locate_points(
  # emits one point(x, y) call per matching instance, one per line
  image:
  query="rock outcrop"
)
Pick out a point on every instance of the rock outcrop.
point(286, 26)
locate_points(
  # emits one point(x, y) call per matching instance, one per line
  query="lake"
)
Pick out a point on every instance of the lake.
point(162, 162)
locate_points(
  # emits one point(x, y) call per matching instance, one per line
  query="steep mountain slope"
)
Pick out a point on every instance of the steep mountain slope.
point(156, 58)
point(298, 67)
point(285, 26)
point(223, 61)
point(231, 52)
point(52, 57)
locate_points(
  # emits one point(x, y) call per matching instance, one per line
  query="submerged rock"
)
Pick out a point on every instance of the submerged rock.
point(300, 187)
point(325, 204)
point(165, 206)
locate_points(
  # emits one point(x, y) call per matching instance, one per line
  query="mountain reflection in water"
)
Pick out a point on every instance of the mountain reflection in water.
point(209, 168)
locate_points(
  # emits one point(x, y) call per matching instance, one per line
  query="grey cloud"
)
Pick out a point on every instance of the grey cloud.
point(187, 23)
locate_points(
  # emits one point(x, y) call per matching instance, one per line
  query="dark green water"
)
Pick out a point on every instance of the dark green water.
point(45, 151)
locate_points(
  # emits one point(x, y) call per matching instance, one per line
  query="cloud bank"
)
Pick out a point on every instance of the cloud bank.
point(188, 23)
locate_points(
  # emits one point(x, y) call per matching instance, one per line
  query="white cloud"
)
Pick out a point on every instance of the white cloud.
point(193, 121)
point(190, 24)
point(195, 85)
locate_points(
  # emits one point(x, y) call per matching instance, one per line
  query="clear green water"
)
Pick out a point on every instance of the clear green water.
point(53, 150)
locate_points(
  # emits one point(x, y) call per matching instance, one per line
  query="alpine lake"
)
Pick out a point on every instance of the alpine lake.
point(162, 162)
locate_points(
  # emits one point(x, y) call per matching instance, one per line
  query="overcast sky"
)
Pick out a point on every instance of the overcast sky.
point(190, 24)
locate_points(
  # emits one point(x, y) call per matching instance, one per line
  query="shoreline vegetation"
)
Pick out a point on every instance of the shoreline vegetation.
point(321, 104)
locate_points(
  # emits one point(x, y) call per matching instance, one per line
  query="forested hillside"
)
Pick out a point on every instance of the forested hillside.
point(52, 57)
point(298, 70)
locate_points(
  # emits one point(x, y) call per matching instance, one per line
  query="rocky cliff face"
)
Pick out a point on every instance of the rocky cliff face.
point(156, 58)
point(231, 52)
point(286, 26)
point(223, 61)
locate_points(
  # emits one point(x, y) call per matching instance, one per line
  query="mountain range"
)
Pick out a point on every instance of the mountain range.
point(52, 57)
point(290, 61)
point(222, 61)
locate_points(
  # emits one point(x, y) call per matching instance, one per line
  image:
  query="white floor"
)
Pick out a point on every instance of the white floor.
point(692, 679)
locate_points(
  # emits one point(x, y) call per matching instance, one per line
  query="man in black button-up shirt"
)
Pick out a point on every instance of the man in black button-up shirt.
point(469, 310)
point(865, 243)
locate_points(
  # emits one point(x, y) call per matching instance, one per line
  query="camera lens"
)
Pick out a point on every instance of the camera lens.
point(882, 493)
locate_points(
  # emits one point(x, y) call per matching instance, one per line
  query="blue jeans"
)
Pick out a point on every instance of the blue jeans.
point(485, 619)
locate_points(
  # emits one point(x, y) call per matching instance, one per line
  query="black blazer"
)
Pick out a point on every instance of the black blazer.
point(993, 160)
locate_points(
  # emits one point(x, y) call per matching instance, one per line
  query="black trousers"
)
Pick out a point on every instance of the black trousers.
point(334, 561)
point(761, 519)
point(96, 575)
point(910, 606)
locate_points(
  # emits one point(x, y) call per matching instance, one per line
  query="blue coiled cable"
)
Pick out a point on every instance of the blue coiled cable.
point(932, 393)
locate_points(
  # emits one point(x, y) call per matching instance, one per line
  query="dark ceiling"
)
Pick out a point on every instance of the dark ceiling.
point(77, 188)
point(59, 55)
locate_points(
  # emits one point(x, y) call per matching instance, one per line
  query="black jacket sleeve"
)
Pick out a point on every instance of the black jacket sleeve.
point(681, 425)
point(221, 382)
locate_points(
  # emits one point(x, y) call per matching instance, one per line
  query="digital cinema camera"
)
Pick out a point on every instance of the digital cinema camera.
────────────────────────────────────────
◆ AIM: Please count the lines in the material above that contain the string "blazer", treating uppercase and lowercase as different. Reply with only the number.

◆ CORRECT RESPONSE: 2